*EXCERPT TO READ:*
---+---

Trainee supervision - how was it for me?

Jason Hunter, Partner in the Russell-Cooke Solicitors, property litigation team.
Jason Hunter
7 min Read

If my plan comes to fruition, the end of 2022 marked for me an important milestone – my last ever trainee moved on. As my current intention is to end my partnership role in Summer 2024, I don’t expect again to be directly responsible for a trainee.

Doing the maths, thus ends about 28 years of being a trainee supervisor. How was it for me? What have I learnt?

Starting to write this, my head flooded with thoughts, and faces. And then I stopped. I was writing on the basis of my own, one-sided perceptions of the trainee/supervisor relationship.

While that is not inherently wrong, it is not a reflection of the relationships I have tried to foster – they were/are a two-way thing. In truth, that is probably not how it was in my early supervision years, but the more experienced and older I became, the more the trainee/supervisor relationship became as beneficial to me as it was (I hope) to those who worked with me.

So, I asked a lot of my former trainees what they thought. I’ve done that periodically before, with some great insight provided. And so it proved again. Below, I have included excerpts of their responses, anonymised of course.

By about 1994, I was already charged with day to day supervision of trainees. Although there have been some gaps since, there is no doubt that I have shared a room with a lot of trainees, in many cases in their first seat with Russell-Cooke. Most have become successful lawyers, and quite a few are now partners either at Russell-Cooke or elsewhere.

That simple concept (sharing a room) probably most sums up my philosophy about trainee supervision. Some years ago, a senior partner observed that, in reality, there was not much in our work which was, within the confines of our room, so confidential it could not be discussed with or in front of colleagues. Some might wonder about that, but it is true. Obviously, very personal things like health or pay are entirely private, but such matters aside, most else is not. Also obviously, I am not talking here about any breach of our ethical duties of client confidentiality.

Anyone sharing a room with me would gain quite a lot of insight into how I did my work, whether with clients and contacts or with colleagues. They witnessed management decisions being made, business development in action and so on. They learnt that colleagues were able to wander in and discuss work, or more importantly, problems about work. They would see and hear how things were discussed and resolved, and so be able to adopt what they liked, or take a different approach if that worked better for them. Many of my trainees have remarked on how much they learnt this way, not just about the practice of law, but the business of it too.

I have been a partner for a long time. Clearly as a partner I have a leadership role. But it is only over the last decade or so that I have consciously thought about leadership and what it means, or could mean for me.

There are, of course, many types of leadership. It is not my intention here to discuss that in any depth, or at all.  I don’t have some, single, defined concept of leadership I seek to embody. It will change depending on the circumstances and situations, and, I hope, adjust according to the people I am engaging with, to reflect their diversity and differing needs. Occasionally it has to be very direct and assertive, but many times it will take a different form.

My personal leadership philosophy is not capable of simple explanation. It is some amorphous mash up of influences from Thomas Erikson (“Surrounded by Idiots” (2019)) to Sun Tzu (“The Art of War” (ages ago)). In recent times, I have been following Simon Sinek quite closely.

In his podcast interview with Bob Chapman, an American business owner, leadership was equated with being a parent. As many of my recent trainees have been roughly the age of my own children, that has resonated perhaps more than it should have.

---+---

*DIRECTIONS:*
**1)** According to the piece on trainee supervision, by roughly what year was the author already responsible for the day-to-day supervision of trainees?
**2)** Write the next part of the piece on trainee supervision, starting after its final sentence.
The items that come after this piece on trainee supervision are not needed for anything here.

---+---

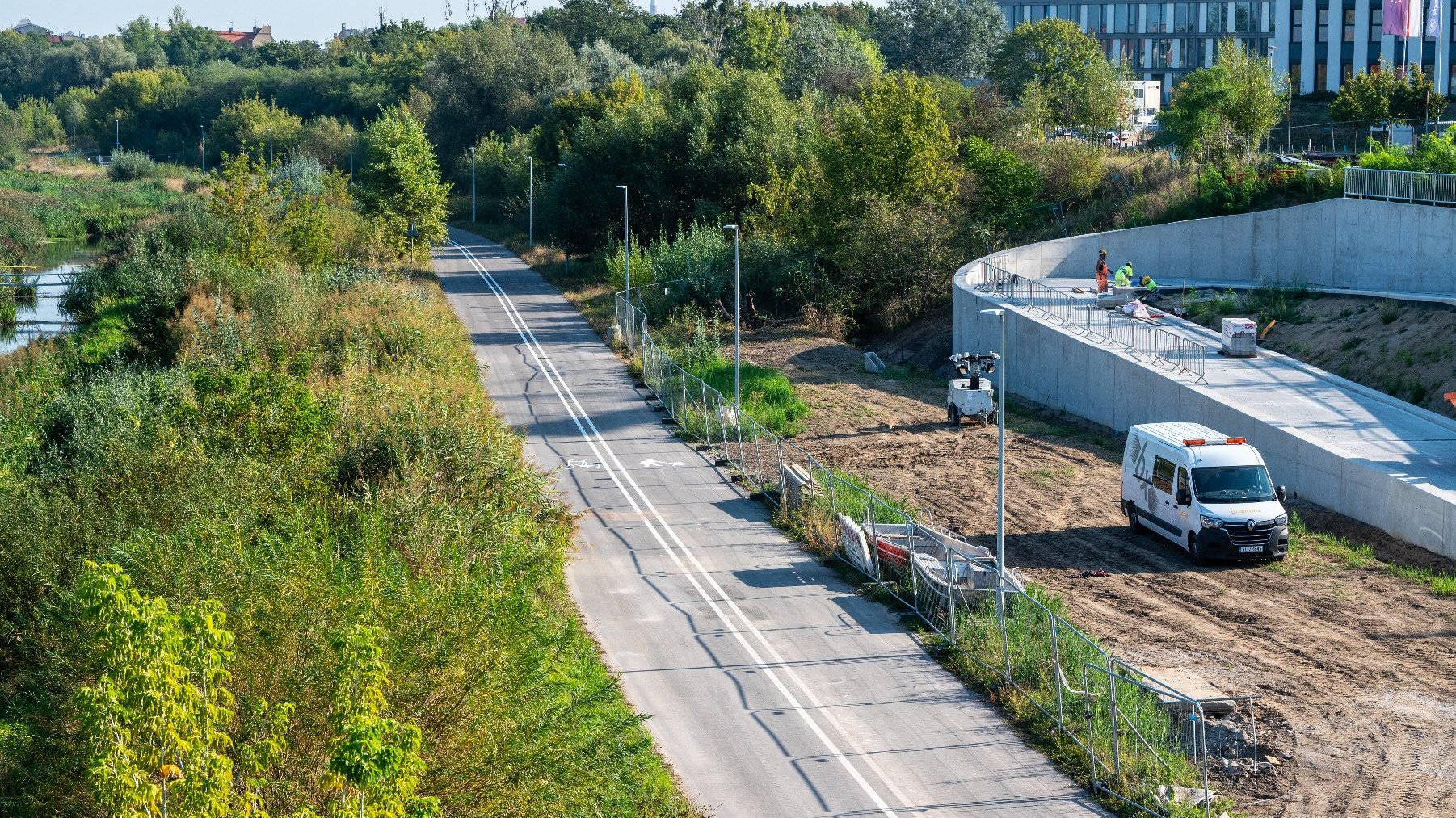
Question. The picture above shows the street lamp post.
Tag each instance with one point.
(472, 184)
(626, 243)
(1000, 476)
(562, 165)
(737, 341)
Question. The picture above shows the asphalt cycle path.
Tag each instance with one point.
(771, 687)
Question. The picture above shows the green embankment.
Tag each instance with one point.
(309, 446)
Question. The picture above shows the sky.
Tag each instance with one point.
(290, 19)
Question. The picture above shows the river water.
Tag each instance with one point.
(43, 317)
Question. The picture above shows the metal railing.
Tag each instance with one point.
(1114, 712)
(1401, 187)
(1109, 328)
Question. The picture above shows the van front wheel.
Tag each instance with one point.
(1196, 552)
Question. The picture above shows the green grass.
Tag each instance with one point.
(1047, 478)
(83, 207)
(1345, 553)
(768, 396)
(310, 455)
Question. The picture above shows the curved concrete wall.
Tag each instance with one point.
(1060, 370)
(1360, 245)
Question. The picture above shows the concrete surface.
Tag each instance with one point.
(1172, 286)
(771, 686)
(1336, 243)
(1336, 443)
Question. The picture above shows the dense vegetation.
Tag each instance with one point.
(268, 549)
(845, 139)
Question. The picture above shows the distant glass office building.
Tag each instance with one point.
(1314, 43)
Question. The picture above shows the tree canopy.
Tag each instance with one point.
(1065, 73)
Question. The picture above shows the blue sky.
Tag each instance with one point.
(290, 19)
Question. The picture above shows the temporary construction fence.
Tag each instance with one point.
(1401, 187)
(1096, 325)
(1145, 741)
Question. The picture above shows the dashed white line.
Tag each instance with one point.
(648, 513)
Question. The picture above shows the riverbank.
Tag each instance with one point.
(306, 446)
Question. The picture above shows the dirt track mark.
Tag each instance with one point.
(1361, 665)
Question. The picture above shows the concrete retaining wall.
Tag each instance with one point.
(1361, 245)
(1063, 371)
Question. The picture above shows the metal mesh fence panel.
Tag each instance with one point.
(1136, 743)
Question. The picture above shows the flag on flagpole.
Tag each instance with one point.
(1403, 18)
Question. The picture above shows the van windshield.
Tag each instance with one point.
(1232, 484)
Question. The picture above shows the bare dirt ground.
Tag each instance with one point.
(1403, 348)
(1356, 669)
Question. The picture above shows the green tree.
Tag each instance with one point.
(376, 757)
(894, 145)
(953, 38)
(190, 45)
(325, 139)
(243, 125)
(756, 40)
(143, 101)
(156, 719)
(399, 181)
(1078, 85)
(1222, 112)
(250, 203)
(823, 54)
(1254, 103)
(583, 22)
(492, 78)
(146, 41)
(1387, 96)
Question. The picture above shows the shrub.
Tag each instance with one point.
(128, 165)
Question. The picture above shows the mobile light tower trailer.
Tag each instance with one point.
(970, 395)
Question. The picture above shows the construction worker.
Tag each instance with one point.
(1152, 290)
(1125, 275)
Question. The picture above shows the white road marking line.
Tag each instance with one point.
(558, 384)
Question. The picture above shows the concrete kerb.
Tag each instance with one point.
(1063, 371)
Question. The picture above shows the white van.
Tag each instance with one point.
(1205, 491)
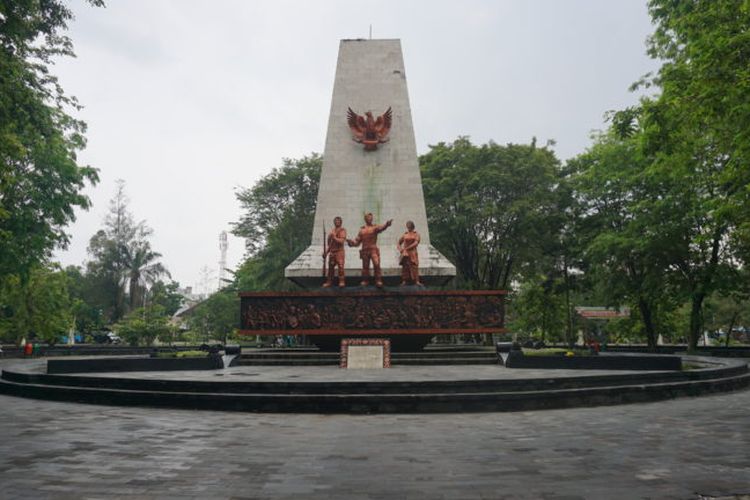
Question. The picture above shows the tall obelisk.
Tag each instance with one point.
(370, 76)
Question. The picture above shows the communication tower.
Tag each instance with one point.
(223, 261)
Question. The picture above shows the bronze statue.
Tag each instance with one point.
(409, 260)
(335, 252)
(368, 130)
(368, 237)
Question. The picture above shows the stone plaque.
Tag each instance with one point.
(365, 356)
(365, 353)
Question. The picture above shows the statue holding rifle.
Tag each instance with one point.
(333, 248)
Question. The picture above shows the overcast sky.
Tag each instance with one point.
(189, 100)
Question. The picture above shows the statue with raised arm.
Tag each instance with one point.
(409, 258)
(334, 250)
(368, 238)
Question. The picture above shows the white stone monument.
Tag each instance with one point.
(370, 76)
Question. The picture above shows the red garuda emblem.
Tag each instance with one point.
(368, 130)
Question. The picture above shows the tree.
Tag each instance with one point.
(539, 308)
(166, 295)
(86, 298)
(38, 310)
(696, 135)
(41, 181)
(277, 221)
(217, 316)
(122, 260)
(142, 269)
(617, 229)
(144, 325)
(491, 208)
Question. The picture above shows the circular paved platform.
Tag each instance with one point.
(407, 389)
(677, 449)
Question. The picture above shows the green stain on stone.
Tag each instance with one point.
(373, 200)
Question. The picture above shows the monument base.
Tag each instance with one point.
(408, 316)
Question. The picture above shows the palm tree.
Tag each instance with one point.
(141, 269)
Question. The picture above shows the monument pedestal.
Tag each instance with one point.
(407, 316)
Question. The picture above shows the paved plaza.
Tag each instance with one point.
(674, 449)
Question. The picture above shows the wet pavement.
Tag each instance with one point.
(673, 449)
(332, 373)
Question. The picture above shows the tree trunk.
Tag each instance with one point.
(696, 321)
(731, 326)
(648, 322)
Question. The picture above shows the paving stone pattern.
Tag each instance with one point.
(674, 449)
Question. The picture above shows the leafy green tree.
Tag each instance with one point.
(122, 261)
(41, 181)
(144, 325)
(538, 309)
(696, 136)
(84, 293)
(39, 309)
(166, 295)
(616, 227)
(143, 269)
(217, 317)
(491, 208)
(277, 221)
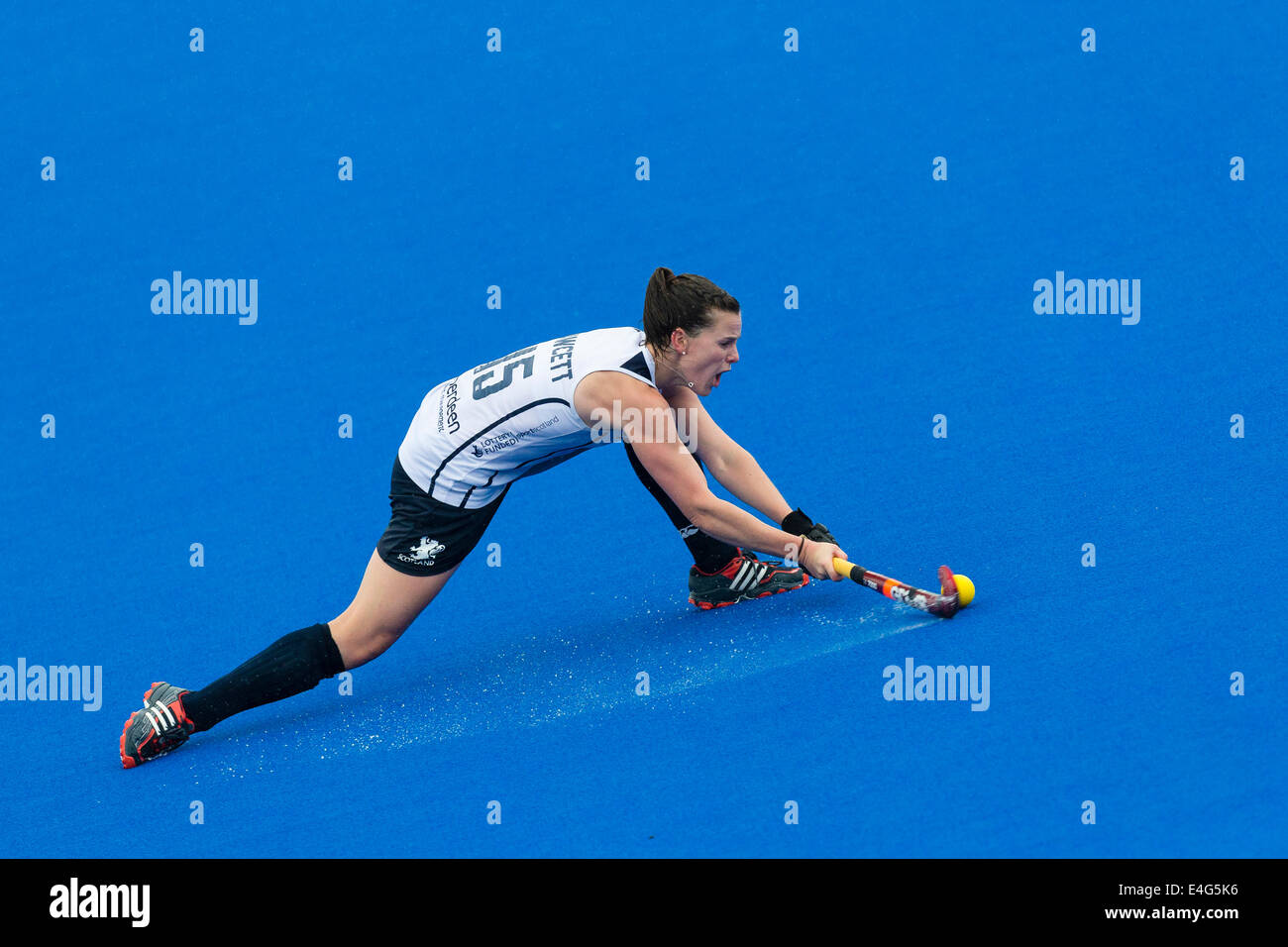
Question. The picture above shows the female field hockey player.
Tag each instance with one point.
(478, 433)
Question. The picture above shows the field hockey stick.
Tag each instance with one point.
(945, 604)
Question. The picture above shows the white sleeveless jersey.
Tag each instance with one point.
(514, 416)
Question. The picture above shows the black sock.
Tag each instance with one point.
(290, 665)
(708, 553)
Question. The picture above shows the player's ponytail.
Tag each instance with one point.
(681, 302)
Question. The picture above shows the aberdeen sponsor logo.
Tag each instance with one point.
(1090, 296)
(447, 410)
(26, 682)
(206, 298)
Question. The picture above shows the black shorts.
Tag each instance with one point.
(425, 536)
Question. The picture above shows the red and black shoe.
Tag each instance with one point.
(743, 578)
(158, 728)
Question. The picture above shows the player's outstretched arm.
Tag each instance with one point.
(665, 457)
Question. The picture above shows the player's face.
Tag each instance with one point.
(712, 352)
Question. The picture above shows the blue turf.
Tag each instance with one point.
(768, 169)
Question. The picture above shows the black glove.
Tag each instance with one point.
(799, 525)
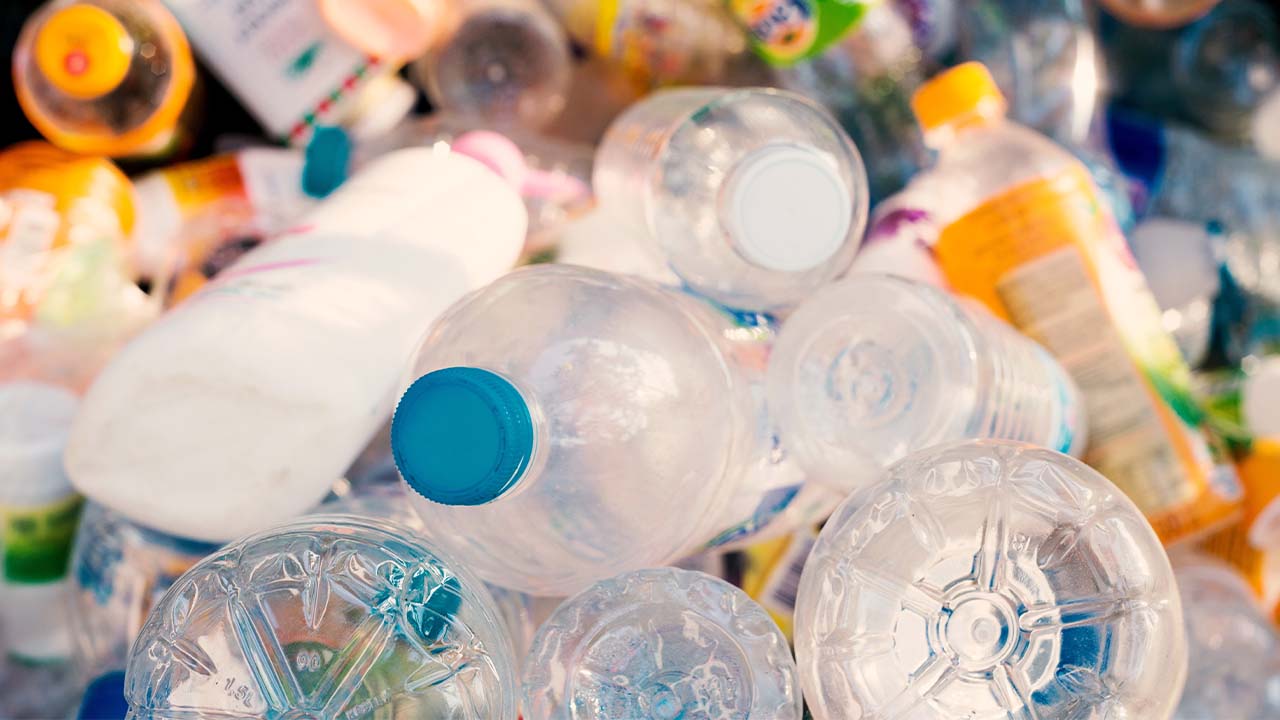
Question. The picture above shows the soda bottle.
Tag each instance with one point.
(301, 340)
(753, 196)
(1027, 233)
(106, 77)
(873, 368)
(328, 616)
(661, 643)
(507, 62)
(990, 579)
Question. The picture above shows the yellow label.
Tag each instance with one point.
(1050, 259)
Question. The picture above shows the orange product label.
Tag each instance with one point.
(1047, 256)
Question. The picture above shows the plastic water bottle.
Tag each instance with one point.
(661, 643)
(752, 196)
(873, 368)
(1234, 673)
(301, 341)
(607, 418)
(990, 579)
(329, 616)
(1077, 291)
(503, 60)
(105, 77)
(118, 573)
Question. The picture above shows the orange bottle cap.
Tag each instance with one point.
(963, 90)
(83, 50)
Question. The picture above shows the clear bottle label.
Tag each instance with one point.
(1048, 258)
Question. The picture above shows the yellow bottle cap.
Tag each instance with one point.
(956, 92)
(83, 50)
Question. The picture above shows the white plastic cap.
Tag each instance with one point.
(786, 208)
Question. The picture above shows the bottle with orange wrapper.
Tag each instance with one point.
(106, 77)
(1028, 233)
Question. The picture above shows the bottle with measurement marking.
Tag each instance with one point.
(990, 579)
(328, 616)
(106, 77)
(753, 196)
(873, 368)
(661, 643)
(1028, 235)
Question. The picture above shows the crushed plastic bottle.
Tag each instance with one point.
(661, 643)
(873, 368)
(752, 196)
(329, 616)
(990, 579)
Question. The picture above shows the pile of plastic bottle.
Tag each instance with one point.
(640, 359)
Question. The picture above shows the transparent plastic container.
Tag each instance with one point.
(329, 616)
(595, 413)
(661, 643)
(752, 196)
(873, 368)
(1234, 651)
(990, 579)
(105, 77)
(118, 572)
(503, 60)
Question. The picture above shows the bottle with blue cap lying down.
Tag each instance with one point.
(753, 196)
(661, 643)
(566, 424)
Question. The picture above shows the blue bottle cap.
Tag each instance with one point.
(104, 698)
(462, 436)
(327, 162)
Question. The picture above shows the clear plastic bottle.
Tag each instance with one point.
(118, 572)
(1234, 650)
(661, 643)
(873, 368)
(105, 77)
(503, 60)
(1027, 232)
(328, 616)
(607, 418)
(990, 579)
(753, 196)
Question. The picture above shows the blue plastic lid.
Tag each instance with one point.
(462, 436)
(104, 698)
(327, 162)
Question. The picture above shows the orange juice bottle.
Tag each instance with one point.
(1027, 232)
(105, 77)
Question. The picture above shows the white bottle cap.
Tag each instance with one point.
(786, 208)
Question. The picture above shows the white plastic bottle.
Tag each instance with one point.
(990, 579)
(607, 418)
(246, 402)
(873, 368)
(753, 196)
(291, 69)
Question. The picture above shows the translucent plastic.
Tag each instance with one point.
(504, 60)
(873, 368)
(136, 114)
(330, 616)
(635, 415)
(752, 196)
(1234, 670)
(661, 643)
(118, 572)
(988, 580)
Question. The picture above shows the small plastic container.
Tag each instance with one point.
(990, 579)
(874, 367)
(328, 616)
(105, 77)
(661, 643)
(503, 60)
(752, 196)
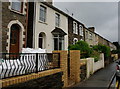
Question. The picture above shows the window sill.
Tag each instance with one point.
(42, 22)
(17, 12)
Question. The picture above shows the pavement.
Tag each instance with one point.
(99, 79)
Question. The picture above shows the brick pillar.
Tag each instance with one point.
(75, 65)
(63, 66)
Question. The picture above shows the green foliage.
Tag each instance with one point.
(103, 49)
(83, 47)
(115, 51)
(95, 55)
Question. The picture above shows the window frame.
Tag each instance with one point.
(57, 20)
(75, 40)
(90, 35)
(21, 8)
(58, 38)
(81, 30)
(44, 12)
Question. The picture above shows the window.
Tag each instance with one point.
(75, 40)
(75, 29)
(42, 40)
(86, 35)
(42, 14)
(58, 42)
(17, 5)
(81, 30)
(90, 36)
(57, 20)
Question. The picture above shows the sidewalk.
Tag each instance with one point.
(99, 79)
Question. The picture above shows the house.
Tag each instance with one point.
(14, 26)
(50, 27)
(75, 30)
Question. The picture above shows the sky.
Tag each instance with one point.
(101, 15)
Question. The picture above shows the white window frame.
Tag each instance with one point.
(75, 28)
(44, 18)
(81, 30)
(22, 7)
(57, 20)
(86, 34)
(75, 40)
(90, 35)
(63, 43)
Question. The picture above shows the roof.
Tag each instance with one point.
(58, 31)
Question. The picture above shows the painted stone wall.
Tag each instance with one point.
(53, 81)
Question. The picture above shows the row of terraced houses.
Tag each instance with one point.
(42, 25)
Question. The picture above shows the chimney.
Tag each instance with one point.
(49, 2)
(92, 29)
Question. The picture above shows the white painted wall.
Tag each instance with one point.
(49, 26)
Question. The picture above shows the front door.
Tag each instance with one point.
(14, 39)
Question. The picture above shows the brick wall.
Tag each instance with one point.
(26, 80)
(47, 82)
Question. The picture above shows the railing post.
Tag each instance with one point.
(36, 62)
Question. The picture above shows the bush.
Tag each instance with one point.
(95, 55)
(83, 47)
(103, 49)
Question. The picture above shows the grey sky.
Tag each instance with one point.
(102, 15)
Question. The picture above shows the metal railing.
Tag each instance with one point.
(15, 64)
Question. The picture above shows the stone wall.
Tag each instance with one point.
(53, 81)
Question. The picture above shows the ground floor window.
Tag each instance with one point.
(41, 43)
(75, 40)
(58, 42)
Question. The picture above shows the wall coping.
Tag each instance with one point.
(21, 79)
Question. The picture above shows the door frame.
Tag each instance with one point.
(21, 35)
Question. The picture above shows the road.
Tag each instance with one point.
(100, 79)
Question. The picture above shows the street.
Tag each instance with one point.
(100, 79)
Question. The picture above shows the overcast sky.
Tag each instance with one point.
(101, 15)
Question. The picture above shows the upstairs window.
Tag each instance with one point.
(75, 40)
(75, 29)
(17, 5)
(57, 20)
(86, 35)
(58, 42)
(81, 30)
(90, 36)
(42, 13)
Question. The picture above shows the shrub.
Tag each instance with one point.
(103, 49)
(95, 55)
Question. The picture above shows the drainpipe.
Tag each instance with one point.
(27, 8)
(34, 21)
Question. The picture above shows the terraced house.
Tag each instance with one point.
(75, 30)
(50, 28)
(14, 26)
(41, 25)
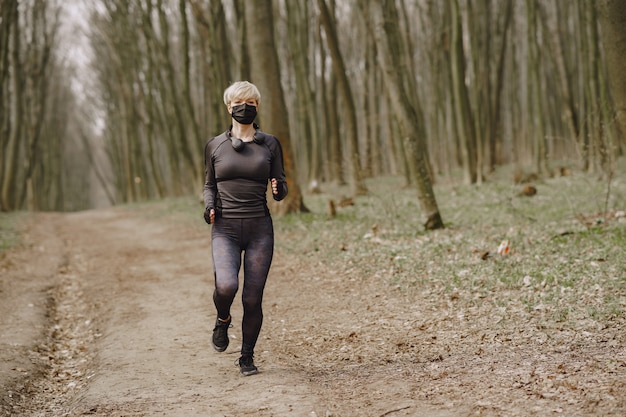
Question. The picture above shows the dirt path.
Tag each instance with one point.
(109, 313)
(131, 316)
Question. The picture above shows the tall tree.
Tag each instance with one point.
(389, 43)
(612, 15)
(351, 130)
(273, 110)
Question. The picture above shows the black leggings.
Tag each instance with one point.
(255, 238)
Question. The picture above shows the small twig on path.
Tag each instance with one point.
(394, 410)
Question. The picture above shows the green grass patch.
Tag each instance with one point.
(568, 243)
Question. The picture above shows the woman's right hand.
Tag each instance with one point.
(209, 216)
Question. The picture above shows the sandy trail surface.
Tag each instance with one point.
(109, 313)
(118, 308)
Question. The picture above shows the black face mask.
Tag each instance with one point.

---+---

*ANSWERS PER TASK:*
**1)** By about 1994.

**2)**
A difference though has been that my trainees have done me the courtesy of apparently listening to me from time to time! That parental idea has meant that, at times, my approach to the relationship has been influenced by my asking myself what experience at work I would wish for my bright, thoughtful adult children. But there is another angle to that parent/child angle: my children challenge me, my quirks and “traditions”, they educate me. I don’t always agree with them and they definitely don’t always agree with me. I can count with one finger the number of times one of my children has said “Dad’s right”. I have learnt to like that relationship, and it has fed into my trainee/supervisor relationship. Has it been positive?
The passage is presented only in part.